Materials provided —
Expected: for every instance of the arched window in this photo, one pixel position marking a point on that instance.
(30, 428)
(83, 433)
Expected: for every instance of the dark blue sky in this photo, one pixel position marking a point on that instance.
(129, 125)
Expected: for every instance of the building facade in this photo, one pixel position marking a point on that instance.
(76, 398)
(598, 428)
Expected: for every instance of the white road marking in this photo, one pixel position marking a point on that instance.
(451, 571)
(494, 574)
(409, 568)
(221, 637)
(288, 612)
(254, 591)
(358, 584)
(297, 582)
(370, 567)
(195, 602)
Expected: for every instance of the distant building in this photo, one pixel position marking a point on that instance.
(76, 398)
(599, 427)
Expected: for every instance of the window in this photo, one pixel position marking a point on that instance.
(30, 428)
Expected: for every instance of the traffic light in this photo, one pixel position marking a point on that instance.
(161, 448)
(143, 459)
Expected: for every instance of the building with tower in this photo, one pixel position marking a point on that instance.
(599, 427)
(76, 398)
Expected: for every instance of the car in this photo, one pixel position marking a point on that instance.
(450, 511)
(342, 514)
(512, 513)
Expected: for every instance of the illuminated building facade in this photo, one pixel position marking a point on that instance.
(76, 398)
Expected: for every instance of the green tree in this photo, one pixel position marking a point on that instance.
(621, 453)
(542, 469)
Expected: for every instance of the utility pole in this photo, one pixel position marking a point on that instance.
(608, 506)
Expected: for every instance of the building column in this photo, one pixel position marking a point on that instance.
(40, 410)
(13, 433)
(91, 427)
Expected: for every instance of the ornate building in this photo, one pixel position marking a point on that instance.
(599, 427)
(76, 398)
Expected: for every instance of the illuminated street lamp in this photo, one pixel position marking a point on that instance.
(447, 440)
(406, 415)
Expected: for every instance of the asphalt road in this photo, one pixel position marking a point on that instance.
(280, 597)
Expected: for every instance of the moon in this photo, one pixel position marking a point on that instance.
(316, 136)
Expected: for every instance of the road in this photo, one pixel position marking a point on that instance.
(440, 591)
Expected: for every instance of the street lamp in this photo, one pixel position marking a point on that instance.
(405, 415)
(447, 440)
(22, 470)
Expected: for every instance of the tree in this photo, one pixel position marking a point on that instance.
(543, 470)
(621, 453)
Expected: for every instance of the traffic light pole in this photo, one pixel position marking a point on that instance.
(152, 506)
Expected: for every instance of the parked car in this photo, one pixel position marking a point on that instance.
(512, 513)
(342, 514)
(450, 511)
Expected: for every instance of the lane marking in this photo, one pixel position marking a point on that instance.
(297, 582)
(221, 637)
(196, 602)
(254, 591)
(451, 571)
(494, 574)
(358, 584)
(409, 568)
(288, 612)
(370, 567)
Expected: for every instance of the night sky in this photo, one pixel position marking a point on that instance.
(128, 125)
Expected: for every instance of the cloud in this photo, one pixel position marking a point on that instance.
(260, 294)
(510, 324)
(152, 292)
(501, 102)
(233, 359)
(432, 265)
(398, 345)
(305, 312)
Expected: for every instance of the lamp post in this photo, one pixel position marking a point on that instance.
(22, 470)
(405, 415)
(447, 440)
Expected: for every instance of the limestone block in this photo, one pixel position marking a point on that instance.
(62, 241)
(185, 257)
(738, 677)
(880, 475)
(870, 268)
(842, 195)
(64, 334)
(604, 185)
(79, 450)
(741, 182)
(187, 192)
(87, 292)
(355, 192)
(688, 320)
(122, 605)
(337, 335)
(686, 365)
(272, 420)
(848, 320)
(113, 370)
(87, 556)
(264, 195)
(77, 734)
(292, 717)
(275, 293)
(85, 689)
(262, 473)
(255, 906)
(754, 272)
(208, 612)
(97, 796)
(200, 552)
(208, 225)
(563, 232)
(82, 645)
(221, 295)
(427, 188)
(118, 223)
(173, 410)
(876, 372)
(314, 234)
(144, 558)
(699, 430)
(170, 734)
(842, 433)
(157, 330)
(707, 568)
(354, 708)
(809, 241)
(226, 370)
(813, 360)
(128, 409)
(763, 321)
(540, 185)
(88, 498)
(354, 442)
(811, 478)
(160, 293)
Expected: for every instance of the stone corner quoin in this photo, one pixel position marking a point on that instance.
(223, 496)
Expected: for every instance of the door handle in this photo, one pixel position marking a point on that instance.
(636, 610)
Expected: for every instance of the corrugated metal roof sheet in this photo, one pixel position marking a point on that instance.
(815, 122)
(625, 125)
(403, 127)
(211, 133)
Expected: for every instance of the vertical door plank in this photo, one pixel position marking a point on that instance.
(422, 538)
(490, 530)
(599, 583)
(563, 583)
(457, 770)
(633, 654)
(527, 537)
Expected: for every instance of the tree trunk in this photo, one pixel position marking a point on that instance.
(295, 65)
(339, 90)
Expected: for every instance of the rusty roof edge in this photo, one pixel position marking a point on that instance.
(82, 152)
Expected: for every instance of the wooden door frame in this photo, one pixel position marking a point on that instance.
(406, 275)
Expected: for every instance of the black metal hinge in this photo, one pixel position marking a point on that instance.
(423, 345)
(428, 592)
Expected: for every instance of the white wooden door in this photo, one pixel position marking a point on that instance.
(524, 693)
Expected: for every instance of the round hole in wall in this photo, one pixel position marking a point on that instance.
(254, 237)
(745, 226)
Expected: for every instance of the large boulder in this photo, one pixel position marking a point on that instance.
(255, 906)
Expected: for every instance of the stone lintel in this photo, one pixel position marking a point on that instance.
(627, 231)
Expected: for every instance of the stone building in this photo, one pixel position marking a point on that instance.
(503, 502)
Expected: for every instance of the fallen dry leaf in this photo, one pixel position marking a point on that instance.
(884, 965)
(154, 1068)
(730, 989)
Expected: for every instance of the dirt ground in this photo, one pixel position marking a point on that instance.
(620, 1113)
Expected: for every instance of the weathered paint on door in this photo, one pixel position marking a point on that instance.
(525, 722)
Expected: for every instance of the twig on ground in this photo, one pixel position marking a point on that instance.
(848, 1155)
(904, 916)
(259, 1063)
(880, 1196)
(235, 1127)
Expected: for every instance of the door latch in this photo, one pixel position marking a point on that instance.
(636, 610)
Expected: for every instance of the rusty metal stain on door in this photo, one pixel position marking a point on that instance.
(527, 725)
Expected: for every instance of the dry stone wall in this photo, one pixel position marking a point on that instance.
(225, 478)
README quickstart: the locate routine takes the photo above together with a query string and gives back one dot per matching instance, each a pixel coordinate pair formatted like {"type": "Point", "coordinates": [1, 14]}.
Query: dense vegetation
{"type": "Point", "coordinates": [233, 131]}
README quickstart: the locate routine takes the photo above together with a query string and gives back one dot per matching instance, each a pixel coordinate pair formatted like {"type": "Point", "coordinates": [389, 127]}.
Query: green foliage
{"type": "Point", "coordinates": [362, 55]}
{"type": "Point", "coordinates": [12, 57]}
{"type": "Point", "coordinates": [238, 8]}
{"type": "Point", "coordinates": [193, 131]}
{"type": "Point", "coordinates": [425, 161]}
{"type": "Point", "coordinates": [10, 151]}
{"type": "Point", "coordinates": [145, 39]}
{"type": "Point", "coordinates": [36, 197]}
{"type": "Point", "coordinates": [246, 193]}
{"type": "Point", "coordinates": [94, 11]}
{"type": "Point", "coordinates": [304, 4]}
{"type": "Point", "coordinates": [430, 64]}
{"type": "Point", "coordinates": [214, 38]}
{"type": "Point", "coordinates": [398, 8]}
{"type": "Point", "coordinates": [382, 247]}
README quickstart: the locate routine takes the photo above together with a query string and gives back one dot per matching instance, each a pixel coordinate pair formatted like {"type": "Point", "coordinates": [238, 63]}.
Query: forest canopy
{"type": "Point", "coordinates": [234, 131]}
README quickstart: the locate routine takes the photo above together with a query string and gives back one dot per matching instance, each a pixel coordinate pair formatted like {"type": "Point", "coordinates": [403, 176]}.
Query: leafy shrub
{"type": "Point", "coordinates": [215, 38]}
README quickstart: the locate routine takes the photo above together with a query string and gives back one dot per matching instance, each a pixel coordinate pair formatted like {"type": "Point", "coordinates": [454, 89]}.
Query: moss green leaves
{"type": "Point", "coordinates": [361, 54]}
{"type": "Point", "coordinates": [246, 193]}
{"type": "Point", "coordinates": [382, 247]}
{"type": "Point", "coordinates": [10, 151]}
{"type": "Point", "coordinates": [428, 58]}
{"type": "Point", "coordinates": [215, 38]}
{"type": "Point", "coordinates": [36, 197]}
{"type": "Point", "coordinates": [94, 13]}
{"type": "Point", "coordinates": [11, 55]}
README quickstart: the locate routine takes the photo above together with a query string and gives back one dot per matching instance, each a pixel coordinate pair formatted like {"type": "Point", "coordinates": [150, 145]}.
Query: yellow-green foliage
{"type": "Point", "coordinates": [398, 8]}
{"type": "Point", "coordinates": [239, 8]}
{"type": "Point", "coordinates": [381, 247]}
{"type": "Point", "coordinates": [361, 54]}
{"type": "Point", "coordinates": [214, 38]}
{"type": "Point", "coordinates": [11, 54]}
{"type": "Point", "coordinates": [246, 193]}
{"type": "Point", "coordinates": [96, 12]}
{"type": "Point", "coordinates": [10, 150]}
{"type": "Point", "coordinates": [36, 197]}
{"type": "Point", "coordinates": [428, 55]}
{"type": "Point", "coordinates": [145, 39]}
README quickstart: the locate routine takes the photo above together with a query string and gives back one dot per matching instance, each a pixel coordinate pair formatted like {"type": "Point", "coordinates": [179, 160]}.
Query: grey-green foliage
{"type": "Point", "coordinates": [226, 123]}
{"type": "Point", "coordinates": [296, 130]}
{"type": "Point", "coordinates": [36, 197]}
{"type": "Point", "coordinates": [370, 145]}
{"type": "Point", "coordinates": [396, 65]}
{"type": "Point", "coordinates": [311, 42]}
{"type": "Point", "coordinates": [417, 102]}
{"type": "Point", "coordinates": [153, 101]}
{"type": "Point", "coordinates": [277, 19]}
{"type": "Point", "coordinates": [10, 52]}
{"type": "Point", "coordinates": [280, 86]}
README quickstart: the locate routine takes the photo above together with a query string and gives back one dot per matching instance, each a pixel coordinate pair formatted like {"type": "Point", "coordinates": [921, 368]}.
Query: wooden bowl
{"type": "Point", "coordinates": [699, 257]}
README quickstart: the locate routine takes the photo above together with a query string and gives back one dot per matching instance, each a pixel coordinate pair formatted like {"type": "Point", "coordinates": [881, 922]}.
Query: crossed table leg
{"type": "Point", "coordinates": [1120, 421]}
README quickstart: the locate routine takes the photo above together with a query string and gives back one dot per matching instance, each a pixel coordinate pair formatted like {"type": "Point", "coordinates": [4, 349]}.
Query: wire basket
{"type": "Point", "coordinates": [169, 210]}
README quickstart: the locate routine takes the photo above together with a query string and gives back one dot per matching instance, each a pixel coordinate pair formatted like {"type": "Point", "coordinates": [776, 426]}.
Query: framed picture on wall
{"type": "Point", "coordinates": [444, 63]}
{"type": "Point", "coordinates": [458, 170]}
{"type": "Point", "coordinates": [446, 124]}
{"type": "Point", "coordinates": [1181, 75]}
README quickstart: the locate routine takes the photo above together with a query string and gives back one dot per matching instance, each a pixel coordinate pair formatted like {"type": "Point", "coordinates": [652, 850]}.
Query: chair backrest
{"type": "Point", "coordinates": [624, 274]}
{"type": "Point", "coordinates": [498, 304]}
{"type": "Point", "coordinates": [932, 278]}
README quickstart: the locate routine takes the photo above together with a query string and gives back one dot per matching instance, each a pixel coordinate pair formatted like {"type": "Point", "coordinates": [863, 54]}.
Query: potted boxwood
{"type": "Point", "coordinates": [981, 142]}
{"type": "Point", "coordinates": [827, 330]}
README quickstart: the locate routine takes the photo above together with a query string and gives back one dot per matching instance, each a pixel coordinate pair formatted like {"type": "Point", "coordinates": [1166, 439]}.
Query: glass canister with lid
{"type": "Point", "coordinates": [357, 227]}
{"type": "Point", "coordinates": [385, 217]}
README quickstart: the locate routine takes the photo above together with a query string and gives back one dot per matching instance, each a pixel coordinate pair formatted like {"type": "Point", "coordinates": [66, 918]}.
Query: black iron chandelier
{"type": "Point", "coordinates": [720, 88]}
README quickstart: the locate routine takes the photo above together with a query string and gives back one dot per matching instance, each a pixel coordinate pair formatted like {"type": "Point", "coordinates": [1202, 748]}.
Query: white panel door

Task statement —
Pull out each line of the data that contains the string "pole". Case counts.

Problem solution —
Expected: for every instance of the utility pole in this photo, one pixel position marking a point on that instance.
Expected: for every instance of the traffic light pole in this photo, one pixel position marking a point on that instance.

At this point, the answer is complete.